┌─ Data for this exercise
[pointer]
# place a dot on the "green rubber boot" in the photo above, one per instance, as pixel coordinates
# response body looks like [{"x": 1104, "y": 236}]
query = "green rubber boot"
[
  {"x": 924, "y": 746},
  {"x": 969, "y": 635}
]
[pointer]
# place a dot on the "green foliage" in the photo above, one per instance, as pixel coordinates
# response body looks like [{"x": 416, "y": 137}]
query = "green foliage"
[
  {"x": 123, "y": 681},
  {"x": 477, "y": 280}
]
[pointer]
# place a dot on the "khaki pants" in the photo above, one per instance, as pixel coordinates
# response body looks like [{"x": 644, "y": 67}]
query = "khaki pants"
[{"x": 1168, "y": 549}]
└─
**Prompt**
Edit the listing above by changing each "response body" to "reply" and leaving the rest untouched.

**Written answer**
[pointer]
# place a dot on the "green rubber boot" in the photo above, one per instance, as pixel coordinates
# reply looks like [{"x": 1104, "y": 236}]
query = "green rubber boot"
[
  {"x": 924, "y": 746},
  {"x": 969, "y": 635}
]
[pointer]
# place a dot on the "green foliage" in the photo above, one per instance, as pixel coordinates
# reply looks like [{"x": 416, "y": 137}]
query = "green foliage"
[
  {"x": 123, "y": 681},
  {"x": 477, "y": 280}
]
[pointer]
# place a dot on the "khaki pants" in the photo above, one per instance, as pixel coordinates
# reply looks like [{"x": 644, "y": 67}]
query = "khaki pants"
[{"x": 1168, "y": 549}]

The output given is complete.